Convert only the lines starting at the one containing "Task: point out the lava" and ending at the one containing "point(201, 222)" into a JSON list of strings, with one string per line and no blank lines.

***** Entries *****

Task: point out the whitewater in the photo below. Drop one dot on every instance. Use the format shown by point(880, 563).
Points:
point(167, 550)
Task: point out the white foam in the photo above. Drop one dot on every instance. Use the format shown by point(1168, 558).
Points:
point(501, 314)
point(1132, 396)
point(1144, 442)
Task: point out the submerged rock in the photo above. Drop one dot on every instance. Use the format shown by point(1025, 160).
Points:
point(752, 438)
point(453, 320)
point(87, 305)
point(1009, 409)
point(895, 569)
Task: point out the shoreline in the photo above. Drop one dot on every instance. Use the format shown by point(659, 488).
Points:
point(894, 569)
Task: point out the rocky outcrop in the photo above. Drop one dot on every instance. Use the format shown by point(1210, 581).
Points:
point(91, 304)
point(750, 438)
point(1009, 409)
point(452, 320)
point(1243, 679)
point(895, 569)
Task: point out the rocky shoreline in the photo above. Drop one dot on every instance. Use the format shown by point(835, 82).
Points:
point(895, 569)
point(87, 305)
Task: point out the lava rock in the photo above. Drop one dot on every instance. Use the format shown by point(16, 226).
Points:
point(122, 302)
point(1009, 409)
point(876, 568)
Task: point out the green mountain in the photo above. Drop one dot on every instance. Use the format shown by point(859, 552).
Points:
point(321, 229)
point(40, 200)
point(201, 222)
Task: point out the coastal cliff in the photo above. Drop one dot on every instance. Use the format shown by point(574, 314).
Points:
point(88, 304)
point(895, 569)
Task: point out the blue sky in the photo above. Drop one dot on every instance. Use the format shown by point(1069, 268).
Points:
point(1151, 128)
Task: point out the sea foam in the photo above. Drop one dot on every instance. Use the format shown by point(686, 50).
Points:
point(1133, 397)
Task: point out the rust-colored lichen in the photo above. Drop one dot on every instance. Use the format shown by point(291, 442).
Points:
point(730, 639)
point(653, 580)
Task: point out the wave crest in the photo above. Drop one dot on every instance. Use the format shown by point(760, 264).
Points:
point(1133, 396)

*****

» **Written reply**
[
  "Task: point out the lava rock in the photo above. Drop one dot on every instance. Use the format shown by point(16, 226).",
  "Points:",
  "point(122, 302)",
  "point(1009, 409)",
  "point(876, 568)",
  "Task: point out the green mountain in the photo above. Drop one dot on every instance. Use the format shown by point(859, 552).",
  "Points:",
  "point(321, 229)",
  "point(40, 200)",
  "point(201, 222)"
]